(Page extract begins)
A large frog with a chunky body (corpulent); snout rounded. Vomerine teeth present. Posterior part of the tongue free and forked. Toes webbed. Omosternum and sternum ossified. Pupil of the eye horizontal. Male with internal vocal sacs. Shin shorter than body by 1.76-2.0 times. When the shins are positioned perpendicularly to the body axis, the heels overlap. When the hind leg is stretched along the body, the tibio-tarsal articulation commonly reaches the eye. Inner metatarsal tubercle shorter than the 1st toe by 2.2-4.4 times.
Dorsal coloration grey-brown, brown, olive-brown, olive, grey, yellowish or reddish. Chevron-shaped (^) dark glandular spot on the neck. Small dark spots on the dorsal and lateral surfaces. Temporal spot large. Light middorsal band usually absent. If present, this band is unclear and does not reach the middle part of the head. Flank and thigh skin often granular. Belly and hind legs white from below, yellowish or greyish with blotched-like pattern formed by brown, brownish-grey or almost black spots.
Male differs from female by having nuptial pads on the first finger, paired vocal sacs and, during the breeding season, a bluish throat. During the breeding season, the male is light and greyish, whereas the female is more brownish or even rufous.
(Page extract ends)
#### [Exercise 1]
Sum up the frog description in two sentences.
#### [Exercise 2]
Write the next part of the frog description, picking up after its final sentence.
(Recorded data begins)
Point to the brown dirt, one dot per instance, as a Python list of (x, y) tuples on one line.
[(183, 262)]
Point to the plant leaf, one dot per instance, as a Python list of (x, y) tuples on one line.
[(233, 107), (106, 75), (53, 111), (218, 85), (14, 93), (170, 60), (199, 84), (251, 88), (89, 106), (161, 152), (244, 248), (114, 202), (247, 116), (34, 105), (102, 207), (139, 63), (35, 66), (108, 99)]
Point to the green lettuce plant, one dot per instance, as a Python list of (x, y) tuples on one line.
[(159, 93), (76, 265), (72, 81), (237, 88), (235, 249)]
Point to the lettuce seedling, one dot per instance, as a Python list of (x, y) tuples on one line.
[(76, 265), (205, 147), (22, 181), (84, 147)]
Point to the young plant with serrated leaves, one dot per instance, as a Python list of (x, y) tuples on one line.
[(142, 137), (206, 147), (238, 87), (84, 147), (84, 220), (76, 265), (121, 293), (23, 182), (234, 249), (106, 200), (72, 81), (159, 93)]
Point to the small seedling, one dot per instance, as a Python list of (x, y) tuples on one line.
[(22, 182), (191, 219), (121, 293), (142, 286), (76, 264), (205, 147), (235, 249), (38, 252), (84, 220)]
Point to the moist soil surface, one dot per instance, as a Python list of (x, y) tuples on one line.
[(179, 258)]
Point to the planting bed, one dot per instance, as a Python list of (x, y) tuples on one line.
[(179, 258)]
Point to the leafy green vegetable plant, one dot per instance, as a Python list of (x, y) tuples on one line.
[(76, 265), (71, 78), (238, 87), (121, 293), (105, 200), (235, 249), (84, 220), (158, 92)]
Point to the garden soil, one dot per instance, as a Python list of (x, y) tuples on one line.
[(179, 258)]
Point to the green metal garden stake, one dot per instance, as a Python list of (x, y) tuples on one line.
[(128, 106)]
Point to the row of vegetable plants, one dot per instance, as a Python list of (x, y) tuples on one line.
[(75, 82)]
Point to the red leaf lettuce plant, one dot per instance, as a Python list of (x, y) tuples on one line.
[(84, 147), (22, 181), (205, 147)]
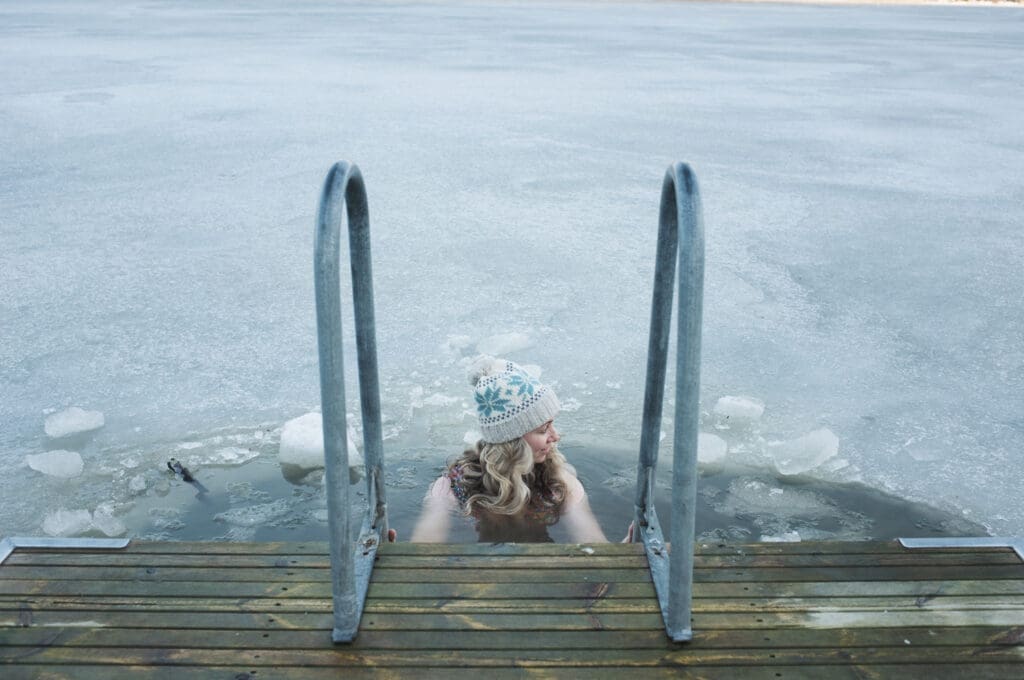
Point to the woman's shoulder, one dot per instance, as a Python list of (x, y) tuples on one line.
[(573, 487)]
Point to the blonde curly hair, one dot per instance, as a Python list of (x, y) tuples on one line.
[(502, 478)]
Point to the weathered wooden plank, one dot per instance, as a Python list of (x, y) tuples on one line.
[(239, 672), (505, 655), (203, 572), (221, 621), (11, 609), (204, 589), (379, 590), (412, 558), (273, 636), (759, 575), (320, 548), (1008, 589)]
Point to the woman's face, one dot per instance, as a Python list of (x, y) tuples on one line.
[(541, 440)]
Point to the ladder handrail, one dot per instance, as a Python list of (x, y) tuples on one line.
[(351, 563), (680, 206)]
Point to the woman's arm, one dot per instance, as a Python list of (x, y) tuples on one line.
[(435, 519), (579, 518)]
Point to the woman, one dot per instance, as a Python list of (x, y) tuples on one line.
[(514, 482)]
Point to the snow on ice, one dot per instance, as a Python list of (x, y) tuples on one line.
[(73, 421), (57, 463), (805, 453), (302, 443)]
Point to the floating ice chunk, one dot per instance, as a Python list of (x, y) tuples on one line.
[(224, 456), (534, 370), (137, 483), (738, 410), (73, 421), (68, 522), (456, 343), (107, 523), (56, 463), (803, 454), (302, 443), (438, 399), (255, 515), (570, 405), (711, 449), (499, 345)]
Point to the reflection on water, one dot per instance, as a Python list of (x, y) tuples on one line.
[(258, 500)]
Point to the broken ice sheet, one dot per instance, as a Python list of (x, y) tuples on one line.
[(72, 421), (57, 463), (804, 454), (62, 522)]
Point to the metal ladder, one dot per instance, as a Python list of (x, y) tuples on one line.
[(351, 563), (680, 236)]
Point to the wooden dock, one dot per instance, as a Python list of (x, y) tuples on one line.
[(263, 610)]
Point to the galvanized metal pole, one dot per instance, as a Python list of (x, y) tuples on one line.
[(350, 562), (684, 468), (674, 576)]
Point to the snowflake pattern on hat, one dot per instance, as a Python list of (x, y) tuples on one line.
[(509, 400)]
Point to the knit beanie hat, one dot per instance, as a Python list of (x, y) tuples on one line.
[(510, 402)]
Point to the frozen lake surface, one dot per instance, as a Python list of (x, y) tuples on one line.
[(862, 171)]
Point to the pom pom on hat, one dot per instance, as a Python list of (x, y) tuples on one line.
[(510, 402)]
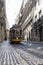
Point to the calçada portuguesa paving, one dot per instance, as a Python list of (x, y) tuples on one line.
[(17, 55)]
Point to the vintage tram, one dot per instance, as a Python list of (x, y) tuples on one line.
[(16, 34)]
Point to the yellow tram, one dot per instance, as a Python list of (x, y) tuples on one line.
[(16, 34)]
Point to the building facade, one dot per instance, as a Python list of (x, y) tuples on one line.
[(26, 18), (37, 29), (2, 20)]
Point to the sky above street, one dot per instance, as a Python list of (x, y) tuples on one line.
[(12, 10)]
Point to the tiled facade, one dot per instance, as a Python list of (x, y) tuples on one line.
[(2, 20)]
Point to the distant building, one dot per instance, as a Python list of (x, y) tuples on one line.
[(2, 20), (7, 29), (37, 30)]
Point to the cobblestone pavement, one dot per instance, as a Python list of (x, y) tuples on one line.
[(17, 55)]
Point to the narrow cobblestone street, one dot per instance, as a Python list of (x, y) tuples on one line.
[(13, 54)]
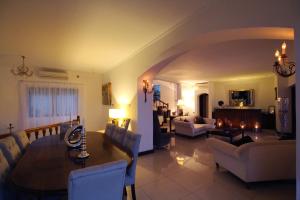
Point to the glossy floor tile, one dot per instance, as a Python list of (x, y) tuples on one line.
[(187, 171)]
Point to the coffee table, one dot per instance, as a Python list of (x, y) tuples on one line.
[(228, 132)]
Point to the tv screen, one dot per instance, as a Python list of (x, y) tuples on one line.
[(237, 96)]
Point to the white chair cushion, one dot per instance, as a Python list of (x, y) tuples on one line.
[(10, 150)]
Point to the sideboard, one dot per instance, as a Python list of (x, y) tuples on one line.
[(249, 115)]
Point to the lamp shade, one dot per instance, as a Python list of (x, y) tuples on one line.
[(115, 113), (180, 102)]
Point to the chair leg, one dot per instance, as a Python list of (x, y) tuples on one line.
[(133, 192)]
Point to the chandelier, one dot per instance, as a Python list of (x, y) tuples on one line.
[(22, 70), (282, 66)]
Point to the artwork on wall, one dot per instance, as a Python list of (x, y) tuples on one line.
[(106, 94)]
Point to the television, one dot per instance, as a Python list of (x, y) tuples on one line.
[(244, 96)]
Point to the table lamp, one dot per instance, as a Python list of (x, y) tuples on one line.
[(115, 114)]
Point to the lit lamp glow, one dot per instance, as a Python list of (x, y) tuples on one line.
[(116, 114), (282, 66), (243, 125), (256, 126), (180, 105), (219, 123), (180, 160)]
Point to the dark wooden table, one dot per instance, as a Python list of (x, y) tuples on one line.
[(46, 164), (229, 132)]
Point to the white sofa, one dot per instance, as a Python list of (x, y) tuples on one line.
[(190, 128), (257, 161)]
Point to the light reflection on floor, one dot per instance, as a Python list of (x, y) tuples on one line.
[(187, 171)]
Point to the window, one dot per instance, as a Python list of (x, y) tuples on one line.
[(52, 102), (48, 103)]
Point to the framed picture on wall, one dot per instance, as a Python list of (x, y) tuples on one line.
[(106, 94)]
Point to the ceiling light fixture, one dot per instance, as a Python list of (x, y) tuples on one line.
[(282, 66), (22, 70)]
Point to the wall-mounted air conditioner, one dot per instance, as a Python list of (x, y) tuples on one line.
[(52, 73)]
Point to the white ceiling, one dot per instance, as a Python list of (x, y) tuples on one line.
[(225, 61), (85, 35)]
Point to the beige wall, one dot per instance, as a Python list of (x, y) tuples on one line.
[(91, 112), (263, 91), (215, 16)]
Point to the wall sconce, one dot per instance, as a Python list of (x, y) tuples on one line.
[(146, 88)]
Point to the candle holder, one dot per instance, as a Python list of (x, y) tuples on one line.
[(83, 153)]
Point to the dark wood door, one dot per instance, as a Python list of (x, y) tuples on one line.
[(203, 105)]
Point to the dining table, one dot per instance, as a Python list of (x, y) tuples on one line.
[(47, 162)]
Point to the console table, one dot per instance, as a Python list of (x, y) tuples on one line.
[(249, 115)]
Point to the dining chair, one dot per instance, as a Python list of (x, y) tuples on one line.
[(103, 182), (4, 169), (10, 150), (109, 129), (22, 140), (132, 142), (118, 135)]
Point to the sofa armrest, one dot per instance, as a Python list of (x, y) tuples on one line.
[(224, 147), (209, 121)]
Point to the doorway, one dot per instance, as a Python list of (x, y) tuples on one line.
[(203, 105), (293, 107)]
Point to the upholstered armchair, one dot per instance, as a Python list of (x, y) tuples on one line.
[(257, 161), (22, 140), (98, 182), (132, 142), (10, 150)]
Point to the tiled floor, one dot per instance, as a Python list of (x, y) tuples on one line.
[(187, 171)]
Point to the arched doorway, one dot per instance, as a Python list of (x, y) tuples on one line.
[(203, 105)]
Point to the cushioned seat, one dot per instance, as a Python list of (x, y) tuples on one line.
[(10, 150), (22, 140), (132, 143), (257, 161), (104, 182)]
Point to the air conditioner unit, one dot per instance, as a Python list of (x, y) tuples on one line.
[(52, 73)]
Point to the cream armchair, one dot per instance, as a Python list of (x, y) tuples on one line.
[(257, 161)]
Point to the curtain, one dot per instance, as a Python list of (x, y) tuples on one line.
[(48, 103)]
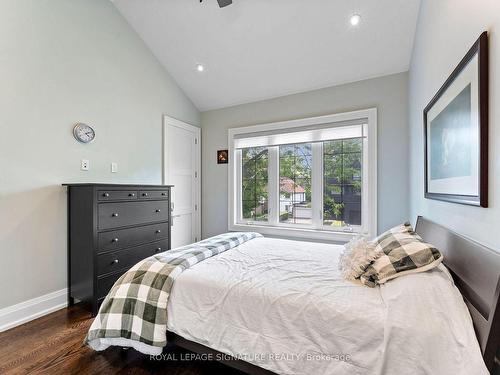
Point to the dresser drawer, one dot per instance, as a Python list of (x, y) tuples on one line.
[(119, 239), (124, 259), (153, 194), (115, 195), (114, 215)]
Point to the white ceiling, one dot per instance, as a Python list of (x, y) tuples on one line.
[(259, 49)]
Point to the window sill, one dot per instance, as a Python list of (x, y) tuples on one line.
[(295, 233)]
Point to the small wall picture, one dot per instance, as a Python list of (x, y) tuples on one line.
[(222, 157), (456, 133)]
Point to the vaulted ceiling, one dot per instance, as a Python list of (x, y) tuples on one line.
[(259, 49)]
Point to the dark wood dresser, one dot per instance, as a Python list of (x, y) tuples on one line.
[(111, 228)]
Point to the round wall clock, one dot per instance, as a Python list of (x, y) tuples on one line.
[(83, 133)]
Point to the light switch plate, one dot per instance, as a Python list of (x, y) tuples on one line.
[(85, 166)]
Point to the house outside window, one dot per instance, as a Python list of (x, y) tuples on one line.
[(312, 178)]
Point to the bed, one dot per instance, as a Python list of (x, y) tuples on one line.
[(277, 306)]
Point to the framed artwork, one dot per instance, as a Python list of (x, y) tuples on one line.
[(222, 157), (456, 133)]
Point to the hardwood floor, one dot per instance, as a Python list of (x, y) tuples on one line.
[(53, 345)]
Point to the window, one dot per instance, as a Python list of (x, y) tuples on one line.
[(254, 183), (310, 178), (295, 183)]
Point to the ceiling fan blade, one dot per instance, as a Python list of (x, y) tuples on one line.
[(223, 3)]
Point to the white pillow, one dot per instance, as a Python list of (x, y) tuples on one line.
[(358, 254)]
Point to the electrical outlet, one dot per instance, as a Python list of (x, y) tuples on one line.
[(85, 166)]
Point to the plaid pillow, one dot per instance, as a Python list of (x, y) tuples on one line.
[(403, 252)]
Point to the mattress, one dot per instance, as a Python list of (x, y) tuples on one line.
[(284, 306)]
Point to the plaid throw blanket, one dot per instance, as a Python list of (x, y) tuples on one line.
[(402, 252), (134, 313)]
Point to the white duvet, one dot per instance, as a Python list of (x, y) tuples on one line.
[(283, 305)]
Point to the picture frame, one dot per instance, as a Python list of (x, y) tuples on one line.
[(222, 157), (456, 133)]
(Recorded data ends)
#### [Output 1]
The frog described is large and chunky, with a rounded snout, a forked tongue, webbed toes, horizontal pupils and heels that overlap when the shins are set at right angles to the body. Its back ranges from grey-brown to olive, yellowish or reddish with small dark spots and a chevron-shaped spot on the neck, and the male has nuptial pads on the first finger, paired vocal sacs and, in the breeding season, a bluish throat and a lighter, greyish color.

#### [Output 2]
Distribution and Habitat
Country distribution from AmphibiaWeb's database: Austria, Belarus, Belgium, Bulgaria, Czech Republic, Denmark, Estonia, Finland, France, Germany, Hungary, Ireland, Italy, Latvia, Liechtenstein, Lithuania, Luxembourg, Macedonia, the Former Yugoslav Republic of, Montenegro, Netherlands, Norway, Poland, Romania, Russian Federation, Serbia, Slovakia, Slovenia, Spain, Sweden, Switzerland, Ukraine, United Kingdom
The European Common Frog inhabits Europe from the Pyrenees to the Urals and West Siberia. The species inhabits almost all of western Europe except for Portugal, Central and Southern Spain and Italy, Greece (except for the most northeastern part), Southern Ukraine, and Southern European Russia. Southern margin of the range runs eastwards from Central Moldavia to the south of Ukraine (eastwards approximately along the line Odessa Province - Nikolaev Province - Kirovograd Province - Zaporozhie Province), then northeastwards approximately along the line: center of Dnepropetrovsk Province - Kharkov Province (Kharkov City, 50º00'N, 36º15'E), then in Russia: Byelgorod Province - south of Kursk Province. Then the margin runs eastwards to Voronezh Province, then northeastwards through Tambov Province to Penza and Ulyanovsk provinces, then southeastwards in Samara Province (Samara City: 53º12'N, 50º10'E) and Orenburg Province in the Southern Urals. From there, the frog penetrates Northwestern Kazakhstan (Uralsk Province, Dariinsk Settlement in the middle stretch of the Ural River: ca. 51º10'N, 51º40'E). From Orenburg Province of Russia, the margin rounds the Ural Mountains from the south and runs eastwards to northern Kazakhstan (Kustanai and Kokchetav provinces). At the southern limit of its range, the Common Frog is distributed unevenly and there is a tendency towards decline and extinction of some geographical populations and isolation of others.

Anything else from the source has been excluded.